Re: [PATCH 1/7] lguest: documentation pt I: Preparation

Previous message: [thread] [date] [author]
Next message: [thread] [date] [author]
From: Rob Landley
Date: Wednesday, July 25, 2007 - 12:30 pm

On Monday 23 July 2007 10:21:13 pm Randy Dunlap wrote:

My cent and a half:

Writing documentation is not the hardest part.  It's brutally hard, falls way 
behind the rest of development, and we may never have enough of it, but it 
turns out it's not the real _problem_.

The problem, as Rusty pointed out, is that nobody can find the documentation 
we've got because it's horribly indexed.

There's Documentation/ and "make htmldocs" in the kernel, which don't 
cross-reference each other.  Each of those has strong structural constraints: 

  Documentation is text and thus doesn't link out to the rest of the world
  gracefully.  The index really needs to be HTML because it's going to link to
  other HTML, PDF, video, wikis, tarballs of example code, source control web
  interface entries with an interesting checkin comment, and strange things I
  haven't even encountered yet.

  The htmldocs output is generated from the kernel source.  It doesn't even
  link out to the text files in Documentation most of the time, let alone out
  to the web.

People assume including all the documentation into the kernel tarball is a 
reasonable thing to do, but just the Ottawa Linux Symposium PDF files total 
several megabytes, and that's a single source of information, only about half 
of which is actually relevant to the kernel.  (Selecting that half turns out 
to be nontrivial, and it changes over time as speculative things turn real 
and other stuff goes the way of "caloric fluid".  Reiser 4 has bounced back 
and forth something like 5 times now.)

Requirement 1 - In the records, reproduce the stretch from the line containing "The component shall return one point per instance of the bush" through the end of the records, substituting "veranda" for "porch" and leaving everything else unchanged.

Excerpt from a dataset:
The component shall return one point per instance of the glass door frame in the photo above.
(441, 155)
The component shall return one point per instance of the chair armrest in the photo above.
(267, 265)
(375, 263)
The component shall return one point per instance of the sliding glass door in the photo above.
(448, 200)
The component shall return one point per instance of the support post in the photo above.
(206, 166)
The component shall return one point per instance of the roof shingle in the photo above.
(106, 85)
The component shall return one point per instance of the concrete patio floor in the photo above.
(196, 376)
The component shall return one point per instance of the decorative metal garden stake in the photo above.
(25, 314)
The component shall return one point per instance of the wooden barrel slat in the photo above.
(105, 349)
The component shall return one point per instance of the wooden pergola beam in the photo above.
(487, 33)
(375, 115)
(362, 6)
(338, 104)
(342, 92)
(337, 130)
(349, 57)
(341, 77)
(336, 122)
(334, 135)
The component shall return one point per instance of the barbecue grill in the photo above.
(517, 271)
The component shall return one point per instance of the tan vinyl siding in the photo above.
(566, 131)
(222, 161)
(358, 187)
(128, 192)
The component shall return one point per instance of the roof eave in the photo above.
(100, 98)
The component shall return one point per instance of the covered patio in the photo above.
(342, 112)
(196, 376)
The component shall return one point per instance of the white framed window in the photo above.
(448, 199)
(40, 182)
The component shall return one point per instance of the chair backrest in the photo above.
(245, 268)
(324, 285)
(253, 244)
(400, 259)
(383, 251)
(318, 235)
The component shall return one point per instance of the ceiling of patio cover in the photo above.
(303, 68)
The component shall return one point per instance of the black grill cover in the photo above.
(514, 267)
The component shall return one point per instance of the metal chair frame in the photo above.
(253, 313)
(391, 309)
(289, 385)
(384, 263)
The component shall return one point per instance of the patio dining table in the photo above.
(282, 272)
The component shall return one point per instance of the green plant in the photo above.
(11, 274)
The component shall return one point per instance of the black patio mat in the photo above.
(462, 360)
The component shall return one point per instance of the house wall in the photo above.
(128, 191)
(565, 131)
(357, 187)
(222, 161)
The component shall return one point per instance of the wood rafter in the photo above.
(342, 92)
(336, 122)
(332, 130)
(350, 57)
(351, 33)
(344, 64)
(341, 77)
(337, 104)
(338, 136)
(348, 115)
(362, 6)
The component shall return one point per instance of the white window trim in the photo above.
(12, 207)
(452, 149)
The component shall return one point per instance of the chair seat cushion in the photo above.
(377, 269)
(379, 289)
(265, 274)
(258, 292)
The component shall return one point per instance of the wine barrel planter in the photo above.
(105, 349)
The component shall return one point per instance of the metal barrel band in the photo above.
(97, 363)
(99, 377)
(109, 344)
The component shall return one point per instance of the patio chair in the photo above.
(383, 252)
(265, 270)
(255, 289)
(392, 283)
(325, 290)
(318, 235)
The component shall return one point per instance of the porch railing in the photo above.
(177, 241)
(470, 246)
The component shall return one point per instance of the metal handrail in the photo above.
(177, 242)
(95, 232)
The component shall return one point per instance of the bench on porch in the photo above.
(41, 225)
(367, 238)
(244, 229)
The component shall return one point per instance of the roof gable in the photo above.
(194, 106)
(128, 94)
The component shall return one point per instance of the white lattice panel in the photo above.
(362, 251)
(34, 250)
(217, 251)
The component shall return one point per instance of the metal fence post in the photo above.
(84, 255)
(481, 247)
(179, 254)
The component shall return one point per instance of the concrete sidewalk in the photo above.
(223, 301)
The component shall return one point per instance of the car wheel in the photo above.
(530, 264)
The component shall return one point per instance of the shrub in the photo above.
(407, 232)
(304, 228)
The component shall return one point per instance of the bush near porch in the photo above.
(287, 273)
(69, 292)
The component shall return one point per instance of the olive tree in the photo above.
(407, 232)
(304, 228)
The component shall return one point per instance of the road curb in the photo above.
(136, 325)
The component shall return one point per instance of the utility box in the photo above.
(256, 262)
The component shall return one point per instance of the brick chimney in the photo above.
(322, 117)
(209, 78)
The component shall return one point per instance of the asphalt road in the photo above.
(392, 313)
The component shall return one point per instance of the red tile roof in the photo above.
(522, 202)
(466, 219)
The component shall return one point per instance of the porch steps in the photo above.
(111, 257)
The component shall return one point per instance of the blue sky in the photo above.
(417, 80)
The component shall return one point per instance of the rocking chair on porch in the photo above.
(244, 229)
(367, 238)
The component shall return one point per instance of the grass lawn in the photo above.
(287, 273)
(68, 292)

Requirement 2 - Continue the mailing-list message on how kernel documentation is indexed, starting from where it stops.

Task result 1 -
The component shall return one point per instance of the bush near veranda in the photo above.
(287, 273)
(69, 292)
The component shall return one point per instance of the olive tree in the photo above.
(407, 232)
(304, 228)
The component shall return one point per instance of the road curb in the photo above.
(136, 325)
The component shall return one point per instance of the utility box in the photo above.
(256, 262)
The component shall return one point per instance of the brick chimney in the photo above.
(322, 117)
(209, 78)
The component shall return one point per instance of the asphalt road in the photo above.
(392, 313)
The component shall return one point per instance of the red tile roof in the photo above.
(522, 202)
(466, 219)
The component shall return one point per instance of the veranda steps in the photo above.
(111, 257)
The component shall return one point per instance of the blue sky in the photo above.
(417, 80)
The component shall return one point per instance of the rocking chair on veranda in the photo above.
(244, 229)
(367, 238)
The component shall return one point per instance of the grass lawn in the photo above.
(287, 273)
(68, 292)

Task result 2 -
There's documentation out on developer's web pages.  There's documentation in 
wikipedia.  There's documentation on "magazine" style websites (Linux Weekly 
News, Kerneltrap, Linux Journal, and more).  There's documentation in 
developer blogs (kernelplanet.org aggregates several).  There's documentation 
on project pages on sourceforge.  There's documentation in wikis like 
kernelnewbies or Rik van Riel's mm stuff.  There's documentation in freely 
available online books like Linux Device Drivers and Mel Gorman's memory 
management book.

Lots of the time, the _rationale_ for something was explained on linux-kernel 
and the best thing to do to really understand it is link to three or four 
messages out of an lkml archive.  And sometimes, you need a summary.  
(Summarizing the recent GPLv3 discussion from the kernel developers' 
perspective isn't something I'm looking forward to, and no linking to a 1000+ 
message thread and saying "read this" is not a substitute for a coherent 
summary.  Jonathan Corbet does this kind of stuff, but it was still in 
progress last time he wrote about it, and he didn't really try to extract a 
coherent policy decision out of the flamewar and bounce it off Linus for a 
thumbs up/thumbs down.)

So I'm focusing on indexing all this existing (and new) documentation.  I'm 
writing a few bits that I happen to think I know about, or that people come 
to me and ask "where can I find documentation on this" and I can't find any, 
so I research it and write it.  But mostly I'm attempting to turn 
http://kernel.org/doc into the first stop to find something else.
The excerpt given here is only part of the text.